Data entries >>
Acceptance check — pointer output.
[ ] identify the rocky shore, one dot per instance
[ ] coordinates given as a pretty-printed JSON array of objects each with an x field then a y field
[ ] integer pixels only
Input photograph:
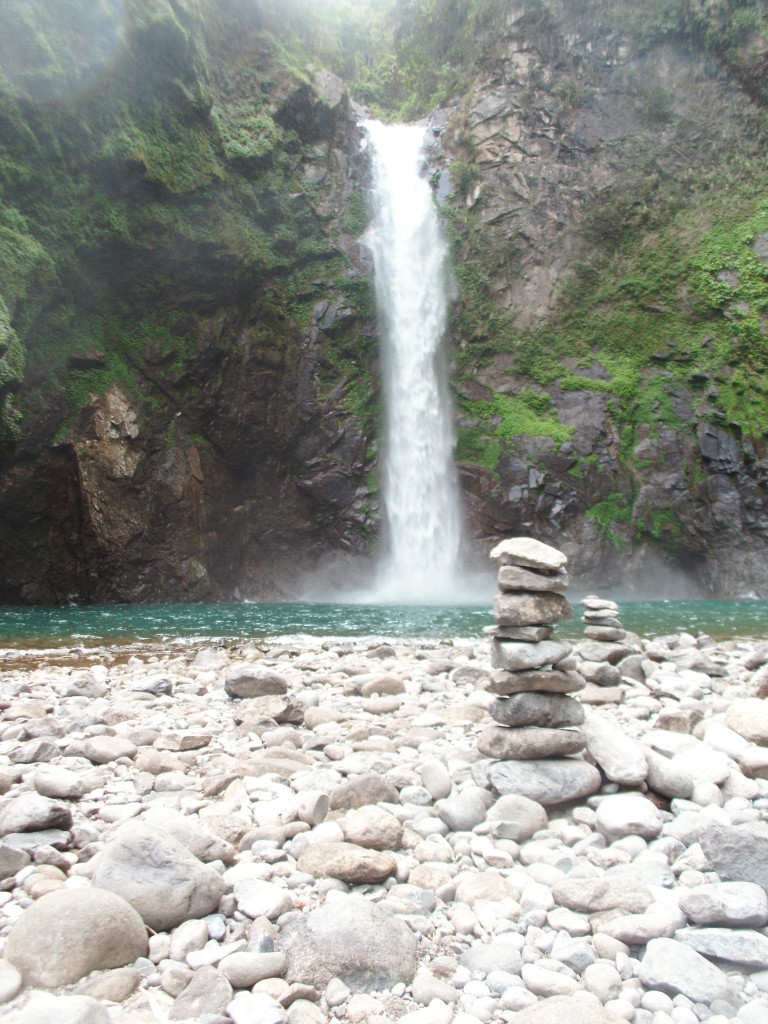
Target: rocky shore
[{"x": 305, "y": 832}]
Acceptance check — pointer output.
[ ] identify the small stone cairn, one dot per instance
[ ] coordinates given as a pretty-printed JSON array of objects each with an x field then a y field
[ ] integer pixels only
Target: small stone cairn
[
  {"x": 536, "y": 717},
  {"x": 601, "y": 620}
]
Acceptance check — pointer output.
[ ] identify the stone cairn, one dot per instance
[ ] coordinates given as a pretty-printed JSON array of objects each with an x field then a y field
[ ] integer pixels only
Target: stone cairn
[
  {"x": 601, "y": 621},
  {"x": 536, "y": 717}
]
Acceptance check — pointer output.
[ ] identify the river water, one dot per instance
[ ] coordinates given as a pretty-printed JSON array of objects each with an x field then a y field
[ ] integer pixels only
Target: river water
[{"x": 236, "y": 623}]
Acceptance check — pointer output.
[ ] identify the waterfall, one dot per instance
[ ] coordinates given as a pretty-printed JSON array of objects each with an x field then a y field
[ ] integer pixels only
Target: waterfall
[{"x": 419, "y": 482}]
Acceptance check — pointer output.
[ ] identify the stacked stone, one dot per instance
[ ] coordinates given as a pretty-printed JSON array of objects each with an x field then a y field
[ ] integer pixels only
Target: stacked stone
[
  {"x": 601, "y": 620},
  {"x": 535, "y": 674},
  {"x": 605, "y": 652}
]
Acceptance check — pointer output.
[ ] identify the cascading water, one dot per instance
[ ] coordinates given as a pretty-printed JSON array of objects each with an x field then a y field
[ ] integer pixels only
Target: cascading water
[{"x": 412, "y": 285}]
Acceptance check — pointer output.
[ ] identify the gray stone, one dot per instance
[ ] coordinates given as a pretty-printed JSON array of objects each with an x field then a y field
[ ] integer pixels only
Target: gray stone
[
  {"x": 548, "y": 782},
  {"x": 161, "y": 879},
  {"x": 735, "y": 904},
  {"x": 370, "y": 788},
  {"x": 666, "y": 777},
  {"x": 30, "y": 812},
  {"x": 600, "y": 673},
  {"x": 102, "y": 750},
  {"x": 528, "y": 553},
  {"x": 620, "y": 757},
  {"x": 208, "y": 992},
  {"x": 60, "y": 783},
  {"x": 10, "y": 981},
  {"x": 256, "y": 898},
  {"x": 517, "y": 578},
  {"x": 628, "y": 814},
  {"x": 560, "y": 1009},
  {"x": 597, "y": 650},
  {"x": 347, "y": 861},
  {"x": 529, "y": 743},
  {"x": 11, "y": 860},
  {"x": 158, "y": 685},
  {"x": 749, "y": 948},
  {"x": 244, "y": 970},
  {"x": 550, "y": 710},
  {"x": 542, "y": 680},
  {"x": 256, "y": 1008},
  {"x": 737, "y": 854},
  {"x": 34, "y": 752},
  {"x": 675, "y": 968},
  {"x": 517, "y": 656},
  {"x": 373, "y": 827},
  {"x": 464, "y": 810},
  {"x": 530, "y": 609},
  {"x": 750, "y": 719},
  {"x": 492, "y": 956},
  {"x": 46, "y": 1009},
  {"x": 351, "y": 939},
  {"x": 605, "y": 893},
  {"x": 190, "y": 834},
  {"x": 250, "y": 681},
  {"x": 516, "y": 817},
  {"x": 69, "y": 933}
]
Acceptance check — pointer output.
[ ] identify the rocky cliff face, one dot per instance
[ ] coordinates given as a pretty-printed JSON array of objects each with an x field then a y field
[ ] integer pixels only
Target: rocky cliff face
[
  {"x": 199, "y": 350},
  {"x": 609, "y": 359},
  {"x": 200, "y": 394}
]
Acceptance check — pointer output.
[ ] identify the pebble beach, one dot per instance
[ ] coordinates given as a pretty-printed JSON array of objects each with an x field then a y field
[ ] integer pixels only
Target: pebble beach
[{"x": 306, "y": 832}]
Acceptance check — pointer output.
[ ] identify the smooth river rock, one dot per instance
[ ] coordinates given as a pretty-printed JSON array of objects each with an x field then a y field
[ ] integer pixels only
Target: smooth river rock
[
  {"x": 158, "y": 877},
  {"x": 676, "y": 968},
  {"x": 518, "y": 578},
  {"x": 527, "y": 552},
  {"x": 551, "y": 710},
  {"x": 529, "y": 743},
  {"x": 351, "y": 939},
  {"x": 548, "y": 781},
  {"x": 530, "y": 609},
  {"x": 737, "y": 853},
  {"x": 347, "y": 861},
  {"x": 513, "y": 655},
  {"x": 735, "y": 904},
  {"x": 619, "y": 756},
  {"x": 69, "y": 933}
]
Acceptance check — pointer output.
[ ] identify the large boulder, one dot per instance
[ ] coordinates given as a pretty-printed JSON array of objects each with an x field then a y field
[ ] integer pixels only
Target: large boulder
[
  {"x": 158, "y": 877},
  {"x": 69, "y": 933}
]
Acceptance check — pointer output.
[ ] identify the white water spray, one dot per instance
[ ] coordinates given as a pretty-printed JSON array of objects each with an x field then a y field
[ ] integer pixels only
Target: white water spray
[{"x": 419, "y": 477}]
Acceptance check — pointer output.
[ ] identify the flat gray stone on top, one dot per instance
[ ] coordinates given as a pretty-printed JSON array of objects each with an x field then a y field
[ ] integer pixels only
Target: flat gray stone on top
[
  {"x": 352, "y": 939},
  {"x": 527, "y": 552}
]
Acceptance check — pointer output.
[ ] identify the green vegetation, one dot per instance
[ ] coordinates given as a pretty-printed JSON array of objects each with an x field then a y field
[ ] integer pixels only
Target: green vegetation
[
  {"x": 502, "y": 419},
  {"x": 614, "y": 510}
]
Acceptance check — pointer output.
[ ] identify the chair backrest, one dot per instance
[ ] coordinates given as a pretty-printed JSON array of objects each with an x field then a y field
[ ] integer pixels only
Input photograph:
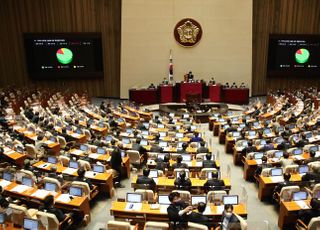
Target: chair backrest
[
  {"x": 134, "y": 156},
  {"x": 18, "y": 214},
  {"x": 118, "y": 225},
  {"x": 216, "y": 196},
  {"x": 53, "y": 180},
  {"x": 64, "y": 160},
  {"x": 204, "y": 171},
  {"x": 185, "y": 195},
  {"x": 286, "y": 192},
  {"x": 147, "y": 194},
  {"x": 179, "y": 170},
  {"x": 314, "y": 223},
  {"x": 152, "y": 225},
  {"x": 62, "y": 141},
  {"x": 48, "y": 221},
  {"x": 291, "y": 169},
  {"x": 195, "y": 226},
  {"x": 85, "y": 164},
  {"x": 84, "y": 186}
]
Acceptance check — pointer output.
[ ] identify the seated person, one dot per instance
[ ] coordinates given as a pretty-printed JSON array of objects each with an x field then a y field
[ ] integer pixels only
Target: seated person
[
  {"x": 184, "y": 149},
  {"x": 285, "y": 161},
  {"x": 229, "y": 219},
  {"x": 178, "y": 211},
  {"x": 144, "y": 179},
  {"x": 208, "y": 163},
  {"x": 196, "y": 138},
  {"x": 202, "y": 149},
  {"x": 182, "y": 181},
  {"x": 214, "y": 181},
  {"x": 81, "y": 172},
  {"x": 285, "y": 183},
  {"x": 307, "y": 215},
  {"x": 179, "y": 163},
  {"x": 47, "y": 206},
  {"x": 198, "y": 217},
  {"x": 314, "y": 175},
  {"x": 262, "y": 166},
  {"x": 163, "y": 164}
]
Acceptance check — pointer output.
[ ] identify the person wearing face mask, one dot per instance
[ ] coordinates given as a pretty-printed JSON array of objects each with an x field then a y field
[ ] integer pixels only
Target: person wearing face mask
[
  {"x": 229, "y": 219},
  {"x": 178, "y": 211}
]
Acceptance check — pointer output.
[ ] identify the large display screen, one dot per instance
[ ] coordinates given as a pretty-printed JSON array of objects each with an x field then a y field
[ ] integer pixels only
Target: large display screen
[
  {"x": 294, "y": 55},
  {"x": 67, "y": 55}
]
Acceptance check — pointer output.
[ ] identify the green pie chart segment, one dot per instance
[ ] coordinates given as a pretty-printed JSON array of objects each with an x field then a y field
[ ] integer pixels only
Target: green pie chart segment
[
  {"x": 64, "y": 56},
  {"x": 302, "y": 56}
]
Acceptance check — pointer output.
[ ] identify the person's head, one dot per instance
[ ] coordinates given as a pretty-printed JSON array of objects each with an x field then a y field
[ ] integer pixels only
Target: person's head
[
  {"x": 286, "y": 176},
  {"x": 228, "y": 210},
  {"x": 138, "y": 140},
  {"x": 81, "y": 172},
  {"x": 264, "y": 159},
  {"x": 201, "y": 207},
  {"x": 146, "y": 172},
  {"x": 208, "y": 156},
  {"x": 48, "y": 201},
  {"x": 174, "y": 198},
  {"x": 312, "y": 153},
  {"x": 53, "y": 169}
]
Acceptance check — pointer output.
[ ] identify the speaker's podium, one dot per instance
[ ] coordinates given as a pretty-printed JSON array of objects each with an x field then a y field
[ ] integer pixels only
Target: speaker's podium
[{"x": 191, "y": 88}]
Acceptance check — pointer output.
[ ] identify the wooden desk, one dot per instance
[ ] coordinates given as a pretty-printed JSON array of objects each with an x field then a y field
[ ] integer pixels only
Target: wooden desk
[
  {"x": 118, "y": 210},
  {"x": 167, "y": 184},
  {"x": 288, "y": 214},
  {"x": 266, "y": 185}
]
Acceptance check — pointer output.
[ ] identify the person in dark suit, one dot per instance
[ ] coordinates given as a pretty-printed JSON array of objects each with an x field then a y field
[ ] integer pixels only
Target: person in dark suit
[
  {"x": 202, "y": 149},
  {"x": 144, "y": 179},
  {"x": 208, "y": 163},
  {"x": 214, "y": 181},
  {"x": 48, "y": 207},
  {"x": 262, "y": 166},
  {"x": 184, "y": 149},
  {"x": 182, "y": 182},
  {"x": 281, "y": 185},
  {"x": 198, "y": 217},
  {"x": 229, "y": 219},
  {"x": 179, "y": 163},
  {"x": 178, "y": 211},
  {"x": 307, "y": 215},
  {"x": 116, "y": 163},
  {"x": 312, "y": 176}
]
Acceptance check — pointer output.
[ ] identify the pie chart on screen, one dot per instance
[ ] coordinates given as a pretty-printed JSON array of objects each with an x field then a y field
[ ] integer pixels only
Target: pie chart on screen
[
  {"x": 64, "y": 55},
  {"x": 302, "y": 56}
]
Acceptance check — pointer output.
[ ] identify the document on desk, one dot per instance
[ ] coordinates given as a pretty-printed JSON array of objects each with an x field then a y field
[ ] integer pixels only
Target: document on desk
[
  {"x": 94, "y": 155},
  {"x": 41, "y": 193},
  {"x": 64, "y": 198},
  {"x": 4, "y": 183},
  {"x": 133, "y": 206},
  {"x": 220, "y": 209},
  {"x": 70, "y": 171},
  {"x": 277, "y": 179},
  {"x": 20, "y": 188},
  {"x": 163, "y": 208},
  {"x": 302, "y": 204}
]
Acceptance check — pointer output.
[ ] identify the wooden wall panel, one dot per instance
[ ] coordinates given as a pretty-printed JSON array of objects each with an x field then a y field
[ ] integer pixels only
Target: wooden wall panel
[
  {"x": 19, "y": 16},
  {"x": 280, "y": 16}
]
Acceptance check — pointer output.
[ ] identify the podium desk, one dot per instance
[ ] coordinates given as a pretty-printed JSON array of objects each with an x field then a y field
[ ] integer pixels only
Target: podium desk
[
  {"x": 166, "y": 93},
  {"x": 236, "y": 95},
  {"x": 144, "y": 96},
  {"x": 185, "y": 88},
  {"x": 215, "y": 93}
]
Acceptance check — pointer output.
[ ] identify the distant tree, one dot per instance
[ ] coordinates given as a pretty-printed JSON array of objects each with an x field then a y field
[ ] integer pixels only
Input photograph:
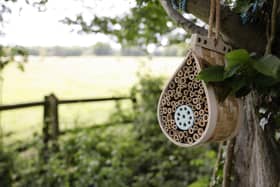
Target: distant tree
[{"x": 245, "y": 24}]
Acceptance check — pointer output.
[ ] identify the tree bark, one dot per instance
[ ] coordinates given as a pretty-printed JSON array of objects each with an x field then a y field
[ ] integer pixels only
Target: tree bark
[{"x": 257, "y": 155}]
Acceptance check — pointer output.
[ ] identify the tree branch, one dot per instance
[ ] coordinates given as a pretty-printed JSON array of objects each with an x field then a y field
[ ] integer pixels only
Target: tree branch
[
  {"x": 249, "y": 36},
  {"x": 186, "y": 24}
]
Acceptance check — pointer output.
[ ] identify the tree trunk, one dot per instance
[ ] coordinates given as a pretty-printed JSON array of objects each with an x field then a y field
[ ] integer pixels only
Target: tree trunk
[{"x": 256, "y": 154}]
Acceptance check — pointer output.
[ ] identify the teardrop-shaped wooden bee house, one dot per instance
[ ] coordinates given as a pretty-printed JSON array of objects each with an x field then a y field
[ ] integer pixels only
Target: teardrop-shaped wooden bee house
[{"x": 189, "y": 112}]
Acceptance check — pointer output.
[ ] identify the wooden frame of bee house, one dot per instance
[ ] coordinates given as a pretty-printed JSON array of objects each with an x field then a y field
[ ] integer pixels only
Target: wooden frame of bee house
[{"x": 188, "y": 111}]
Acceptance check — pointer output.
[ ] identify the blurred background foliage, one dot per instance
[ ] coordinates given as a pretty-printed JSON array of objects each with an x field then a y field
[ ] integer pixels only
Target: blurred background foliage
[{"x": 137, "y": 154}]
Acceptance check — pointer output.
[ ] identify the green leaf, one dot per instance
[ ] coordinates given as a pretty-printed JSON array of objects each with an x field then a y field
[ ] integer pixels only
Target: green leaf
[
  {"x": 236, "y": 57},
  {"x": 212, "y": 74},
  {"x": 268, "y": 65},
  {"x": 237, "y": 84},
  {"x": 232, "y": 71},
  {"x": 261, "y": 81}
]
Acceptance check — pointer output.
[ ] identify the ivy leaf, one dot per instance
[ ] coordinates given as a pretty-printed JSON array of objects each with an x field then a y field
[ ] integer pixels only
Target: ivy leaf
[
  {"x": 237, "y": 84},
  {"x": 212, "y": 74},
  {"x": 232, "y": 71},
  {"x": 261, "y": 82},
  {"x": 268, "y": 65},
  {"x": 235, "y": 58}
]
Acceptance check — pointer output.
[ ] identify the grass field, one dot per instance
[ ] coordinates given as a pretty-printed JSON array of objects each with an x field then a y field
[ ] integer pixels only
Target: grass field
[{"x": 73, "y": 77}]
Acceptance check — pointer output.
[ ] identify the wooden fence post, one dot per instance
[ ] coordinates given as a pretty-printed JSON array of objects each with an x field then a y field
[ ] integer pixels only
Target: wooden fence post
[{"x": 51, "y": 122}]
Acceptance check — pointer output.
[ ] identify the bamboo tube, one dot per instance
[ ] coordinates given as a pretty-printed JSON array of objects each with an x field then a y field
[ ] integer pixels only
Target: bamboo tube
[
  {"x": 198, "y": 106},
  {"x": 191, "y": 94},
  {"x": 190, "y": 131},
  {"x": 200, "y": 91},
  {"x": 172, "y": 85},
  {"x": 171, "y": 132},
  {"x": 191, "y": 69},
  {"x": 191, "y": 77},
  {"x": 180, "y": 73},
  {"x": 202, "y": 123},
  {"x": 174, "y": 127},
  {"x": 195, "y": 101},
  {"x": 181, "y": 135},
  {"x": 169, "y": 92},
  {"x": 189, "y": 140},
  {"x": 176, "y": 138},
  {"x": 200, "y": 131},
  {"x": 169, "y": 117},
  {"x": 195, "y": 136},
  {"x": 181, "y": 102},
  {"x": 169, "y": 110},
  {"x": 201, "y": 112},
  {"x": 205, "y": 117}
]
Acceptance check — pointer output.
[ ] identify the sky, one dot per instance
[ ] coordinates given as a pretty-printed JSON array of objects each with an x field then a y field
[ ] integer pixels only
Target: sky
[{"x": 27, "y": 26}]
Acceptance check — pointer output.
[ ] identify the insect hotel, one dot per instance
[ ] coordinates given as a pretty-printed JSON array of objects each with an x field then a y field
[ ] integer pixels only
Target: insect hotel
[{"x": 189, "y": 113}]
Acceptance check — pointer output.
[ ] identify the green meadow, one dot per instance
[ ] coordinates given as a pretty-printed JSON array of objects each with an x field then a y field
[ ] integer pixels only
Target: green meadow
[{"x": 73, "y": 78}]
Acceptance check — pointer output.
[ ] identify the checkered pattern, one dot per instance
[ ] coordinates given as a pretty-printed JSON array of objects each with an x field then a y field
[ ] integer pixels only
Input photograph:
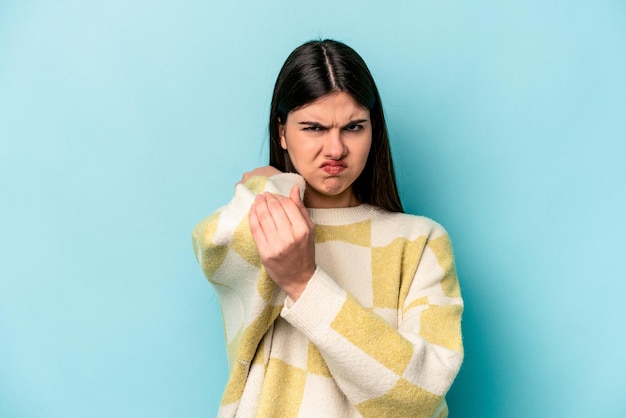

Exercise objective >>
From the material above, pull out every line that contains the word "trunk" and copy each one in full. Match case exactly.

Output of the task >>
[ ] identify the tree trunk, one dot per instance
Target: tree trunk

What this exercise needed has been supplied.